Study questions |
1: In the thread on tech workplace perks, when does the commenter who started internships in 1996 say free food and alcohol began?
2: Reproduce the passage of the thread on tech workplace perks starting at "That's what she" and ending at "a losing battle.".
3: Write the next part of the thread on tech workplace perks, picking up after its final comment.

Supplied passage |
┌────────
It used to be common to make a lunch and bring it to work too.
This recent stuff that tech workers are entitled to a free meal at work or to go spend an hour+ to go to a restaurant for lunch every day is a very new thing.
Well, if the food can be provided for cheap enough, it may make more sense to give it away free than to handle all the accounting hassle.
> This recent stuff that tech workers are entitled to a free meal at work or to go spend an hour+ to go to a restaurant for lunch every day is a very new thing.
Its not. It was a practice very widespread in most of the world's social democracies, especially in government organizations, in order to lift up the life standards of the members. Its still used in a lot of countries. The US has 'rediscovered' it through the tech companies. Just like its 'rediscovering' company-provided housing and all the other tangible benefits that the rest of the world still practices instead of leaving their employees to the mercy of the market.
That's what she thinks is petty? I wonder if she feels the same about replacing snack bars and drink fridges with free vending machines to slow down the workers who fill their backpacks full of Odwalla, Monster, and expensive snacks every night.
These benefits were worthwhile when employees appreciated them, but appeasing increasingly hostile and entitled workers is a losing battle.
At some point they had to stop as they had caught employees emptying the free drink fridges and taking them off campus and reselling them.
So they had to stop offering that stuff. Though I'm sure they had to re-add it later.
Which of these large companies would you say have a poor work-life balance on average? Google, Facebook, Adobe, Microsoft, and others have reputations as rest-and-vest retirement homes. I've heard Netflix can be challenging, along with some parts of Apple, but nothing like startups, investment banking, or big law.
Twitter before Elon was more like "rest" since they were vesting garbage, but he's trying to morph them into Tesla, which does have a terrible reputation for balance.
Software is ultimately about replacing inefficient human communication and we still have a lot of that.
Some of the other stuff like untracked/unlimited PTO (It's never really unlimited) and free coffee and snacks is nice to have.
I'm in my 40s. I started internships in 1996. All this free food and alcohol, etc.. didn't exist till around 2010.
└────────
Data for review |
┌────────
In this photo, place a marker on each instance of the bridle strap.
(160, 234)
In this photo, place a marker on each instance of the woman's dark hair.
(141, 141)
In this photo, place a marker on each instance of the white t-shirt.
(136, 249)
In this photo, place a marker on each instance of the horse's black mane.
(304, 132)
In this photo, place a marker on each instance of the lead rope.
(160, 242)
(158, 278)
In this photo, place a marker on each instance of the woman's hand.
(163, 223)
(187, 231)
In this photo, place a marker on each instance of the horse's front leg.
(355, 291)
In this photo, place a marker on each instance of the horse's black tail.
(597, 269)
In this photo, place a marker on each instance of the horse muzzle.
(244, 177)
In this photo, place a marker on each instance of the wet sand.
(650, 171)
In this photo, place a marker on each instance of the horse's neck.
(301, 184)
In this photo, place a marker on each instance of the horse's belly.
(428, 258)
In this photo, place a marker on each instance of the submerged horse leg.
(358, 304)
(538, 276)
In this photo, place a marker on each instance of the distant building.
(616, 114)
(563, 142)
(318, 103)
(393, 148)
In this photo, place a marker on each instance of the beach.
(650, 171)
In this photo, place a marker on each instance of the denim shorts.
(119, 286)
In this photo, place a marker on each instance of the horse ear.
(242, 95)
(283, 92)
└────────
┌────────
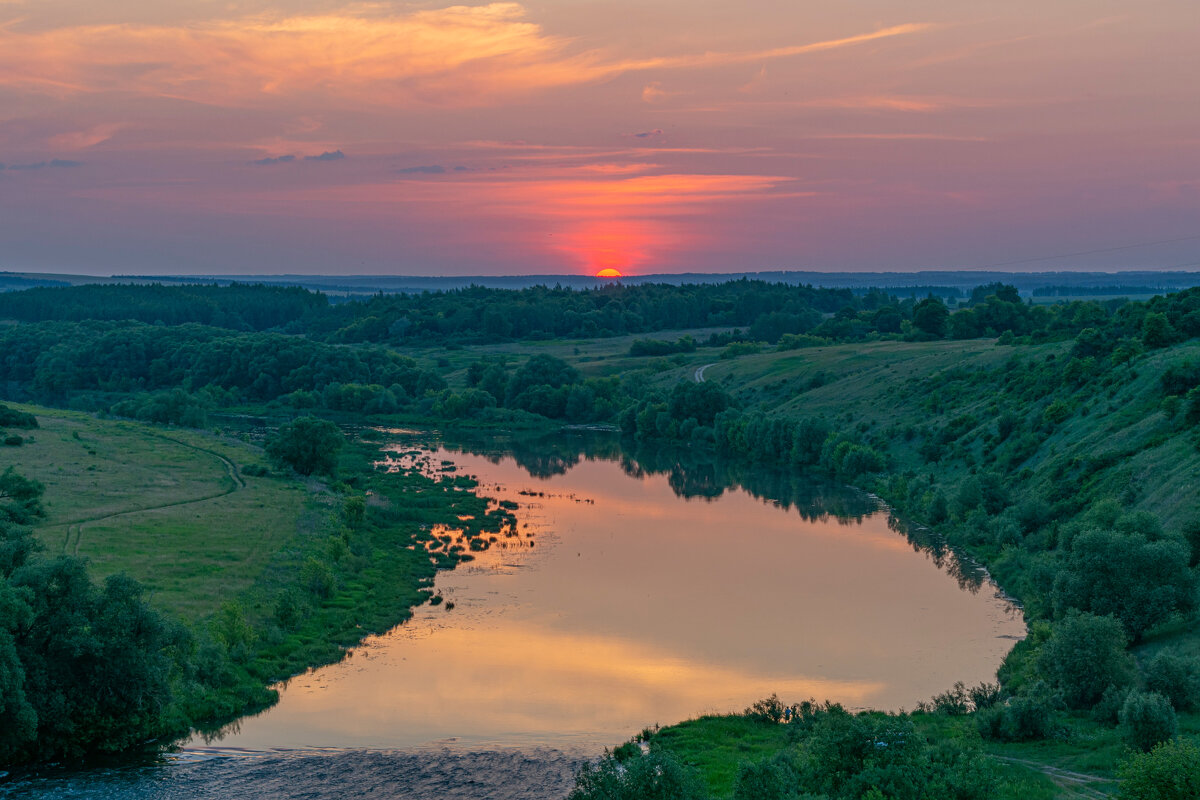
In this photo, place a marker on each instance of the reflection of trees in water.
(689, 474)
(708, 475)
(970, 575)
└────────
┌────────
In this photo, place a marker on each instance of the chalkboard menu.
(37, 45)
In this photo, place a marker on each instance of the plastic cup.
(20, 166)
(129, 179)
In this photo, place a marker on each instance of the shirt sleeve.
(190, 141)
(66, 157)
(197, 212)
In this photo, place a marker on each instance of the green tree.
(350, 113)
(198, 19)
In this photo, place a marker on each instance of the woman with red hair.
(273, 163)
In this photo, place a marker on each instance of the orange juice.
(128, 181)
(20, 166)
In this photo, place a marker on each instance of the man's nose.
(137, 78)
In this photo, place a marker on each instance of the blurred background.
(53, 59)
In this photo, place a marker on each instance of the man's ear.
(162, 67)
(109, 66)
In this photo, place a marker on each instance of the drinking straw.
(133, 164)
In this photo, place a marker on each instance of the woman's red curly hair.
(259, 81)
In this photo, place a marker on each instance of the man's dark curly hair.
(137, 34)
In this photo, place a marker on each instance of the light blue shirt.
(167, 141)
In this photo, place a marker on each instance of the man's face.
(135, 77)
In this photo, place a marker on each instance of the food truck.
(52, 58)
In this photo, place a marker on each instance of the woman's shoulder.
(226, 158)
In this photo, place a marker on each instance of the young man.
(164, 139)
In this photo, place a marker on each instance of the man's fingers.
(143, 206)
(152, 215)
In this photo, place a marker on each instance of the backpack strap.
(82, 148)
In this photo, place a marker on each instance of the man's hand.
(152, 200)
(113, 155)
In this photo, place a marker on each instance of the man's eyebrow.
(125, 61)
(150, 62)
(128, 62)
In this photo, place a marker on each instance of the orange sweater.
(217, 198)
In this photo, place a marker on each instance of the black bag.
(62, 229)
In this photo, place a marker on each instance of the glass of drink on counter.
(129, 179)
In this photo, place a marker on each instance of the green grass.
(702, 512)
└────────
Expected results |
1: Around 2010.

2:
That's what she thinks is petty? I wonder if she feels the same about replacing snack bars and drink fridges with free vending machines to slow down the workers who fill their backpacks full of Odwalla, Monster, and expensive snacks every night.
These benefits were worthwhile when employees appreciated them, but appeasing increasingly hostile and entitled workers is a losing battle.

3:
We would have occasional "hey we're working late so we're getting pizza" in the 1990s and 2000s. We would have "hey we're having a BYOB in the cafeteria friday afternoon." Not this constant culture stuff that constantly wasted tons of money. But Coffee has always been free & around.
It does seem like younger workers who have only experienced the current environment have gotten entitled to it. We used to have crunch time and working weekends and all that nonsense and we didn't have the perks. Sometimes the companies ran out of money anyway. Tougher times can kind of suck. But it still makes these jobs great. They always paid really well. You were still sitting in front of a computer and not stuck doing physical labor.
I worked for Google at the campus on Crittenden for a short stint in 2015. We had a few folks keep the kegerator stocked with their home brews and a wall of liquor one could sample as needed. I kept the kitchenette stocked with hot sauce on my own accord b/c I wanted to have some handy.
I'm also in my (late) 40s and all of these little perks were very new to me. I quickly grew accustomed to them, but to be honest I didn't miss a single one of them after I left. I don't know that they really moved the needle for me at all.
Except for the shuttle. I *loved* having the shuttle. It greatly simplified the ability to not have a car for the first time in my adult life and it was awesome.
That's not "petty" – people shouldn't have been doing that in the first place. A take-home box should be for you, not so you can pile up food to "feed your family".